- _SOURCE EXTRACT_
┏━━
Operation Flood was launched in the 1970s with the aim of making India self-sufficient in milk production and was the largest dairy development program in the world. It went on to become one of India’s biggest success stories, which vaulted India into the enviable position of being the largest producer of milk in the world from being a milk-deficient country, surpassing the USA in 1998.
This unprecedented success led to large-scale dairy farming and mushrooming of milk-cooperatives in the country and also to the establishment of many top-class dairy institutions in the following decades. The Indian dairy sector rapidly developed into a full-fledged industry with the help of technological advancements leading to industrialized mass production of milk.
Decimation Of Desi Indian Breeds
A major occurrence during this time, one with far-reaching consequences, was that a large number of European cattle was imported into India and the indigenous Indian breeds were cross-bred with these European breeds in order to increase milk production.
Since the stipulated norms of the dairy industry were based on fat-content evaluation and not protein-content evaluation, it is likely that wittingly or unwittingly, the scientific analysis of the milk of these different breeds was undermined or simply overlooked. This event caused irreparable damage to the indigenous, desi breeds of Indian cow, the Bos Indicus altering their genetic structure forever.
Desi Indian cows were also replaced by importing the high-milk-yielding cross breeds like Holstein-Friesian (HF) as they were more commercially viable, to meet the demands of mass-production. Although these imported cattle gave higher yields, they also consumed more feed and required higher maintenance as they were not suited to the Indian climate. More importantly, they produced A1 milk which replaced the A2 milk of the desi breeds in the glasses of unsuspecting Indians every morning.
Indiscriminate cross-breeding and development of new hybrids over the decades has resulted in the tragic decimation of majority of the pure Indian native breeds, which produced the elixir of A2 milk. Some animal experts even say that these indigenous desi breeds disappeared within 10 years.
Today, what remains of the desi breeds are almost dying due to large scale neglect as all major Indian manufacturers and dairies produce A1 milk. The sad reality is, the White Revolution that Indians take so much pride in has almost wiped out the A2 milk from India which was known for its medicinal properties since ancient times.
Conserving Desi Indian Breeds
There is a tiny glimmer of hope in this grim scenario. A small group of Indians, mostly young professionals across India have come forward to establish dairy farms and gaushalas to protect and preserve the native Indian breeds of cattle and to supply good, wholesome A2 milk in the surrounding communities. As more and more urban, educated Indians seek toxin-free health and wellness options, the demand for organic A2 milk across the metros is growing steadily and these dairy farms are stepping in to meet them.
Most of these dairy farms, located in the peripheries of the big metros, prefer to keep their own stock of indigenous desi cow breeds like Gir, Ongole, Sahiwal etc., which are housed in clean surroundings, allowed to graze freely in the sun to soak up sunlight and fed locally grown organic fodder. Gaushalas like Pathmeda in Rajasthan are leading the way in protecting and restoring the desi Indian cow and providing healthy, nutritious A2 milk and milk-products to people.
Though much damage has been done, Indians at last seem to be waking up to the neglect of the native breeds of desi cows and the urgent need to protect and conserve them to promote the healthy A2 milk our children rightfully deserve.
┗━━
- _QUESTIONS_
[1] Decide whether each statement agrees with the Operation Flood passage, answering yes or no and quoting the words that settle it: (a) India overtook the USA in milk production in 1998. (b) The imported cattle ate less feed than the desi breeds. (c) The Pathmeda gaushala is located in Gujarat.
[2] According to the Operation Flood passage, what were the stipulated norms of the dairy industry based on?
[3] From the Operation Flood passage, extract the section that begins at the words "Desi Indian cows" and ends after "Indians every morning.".
The material has no connection to the Operation Flood passage.

(Stored data)
┏━━
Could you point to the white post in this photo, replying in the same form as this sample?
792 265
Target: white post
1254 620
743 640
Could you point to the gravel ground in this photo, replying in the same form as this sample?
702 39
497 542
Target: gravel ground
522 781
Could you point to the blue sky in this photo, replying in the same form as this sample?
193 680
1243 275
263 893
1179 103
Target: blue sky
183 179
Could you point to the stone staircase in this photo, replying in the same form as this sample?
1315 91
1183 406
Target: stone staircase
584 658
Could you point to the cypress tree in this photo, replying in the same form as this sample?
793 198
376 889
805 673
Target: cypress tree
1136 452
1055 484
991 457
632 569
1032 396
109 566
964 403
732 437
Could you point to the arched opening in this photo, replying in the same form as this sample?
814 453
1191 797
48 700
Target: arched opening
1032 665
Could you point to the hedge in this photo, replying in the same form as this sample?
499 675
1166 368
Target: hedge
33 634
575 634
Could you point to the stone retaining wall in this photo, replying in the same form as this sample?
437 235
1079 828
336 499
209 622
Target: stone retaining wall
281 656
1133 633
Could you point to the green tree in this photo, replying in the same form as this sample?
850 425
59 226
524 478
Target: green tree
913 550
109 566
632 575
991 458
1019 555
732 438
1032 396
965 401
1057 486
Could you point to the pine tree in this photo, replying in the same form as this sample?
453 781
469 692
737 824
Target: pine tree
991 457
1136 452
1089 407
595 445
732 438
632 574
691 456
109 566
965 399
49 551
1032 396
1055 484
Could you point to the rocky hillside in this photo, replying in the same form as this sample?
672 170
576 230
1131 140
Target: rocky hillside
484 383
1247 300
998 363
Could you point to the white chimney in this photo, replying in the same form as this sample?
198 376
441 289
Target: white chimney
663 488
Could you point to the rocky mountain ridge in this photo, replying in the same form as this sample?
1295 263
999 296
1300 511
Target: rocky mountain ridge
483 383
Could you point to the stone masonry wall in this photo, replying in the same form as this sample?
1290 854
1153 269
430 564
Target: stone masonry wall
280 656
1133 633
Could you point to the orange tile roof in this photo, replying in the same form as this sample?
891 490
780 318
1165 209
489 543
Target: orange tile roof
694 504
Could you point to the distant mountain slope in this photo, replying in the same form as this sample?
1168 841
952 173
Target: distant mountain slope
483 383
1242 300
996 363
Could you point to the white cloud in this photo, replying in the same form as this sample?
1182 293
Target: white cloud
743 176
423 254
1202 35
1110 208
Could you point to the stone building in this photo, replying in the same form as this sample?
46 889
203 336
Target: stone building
┗━━
- _PER-TASK ANSWERS_
[1]
(a) Yes: "surpassing the USA in 1998."
(b) No: "they also consumed more feed and required higher maintenance"
(c) No: "Gaushalas like Pathmeda in Rajasthan"

[2] They were based on fat-content evaluation, not protein-content evaluation.

[3]
Desi Indian cows were also replaced by importing the high-milk-yielding cross breeds like Holstein-Friesian (HF) as they were more commercially viable, to meet the demands of mass-production. Although these imported cattle gave higher yields, they also consumed more feed and required higher maintenance as they were not suited to the Indian climate. More importantly, they produced A1 milk which replaced the A2 milk of the desi breeds in the glasses of unsuspecting Indians every morning.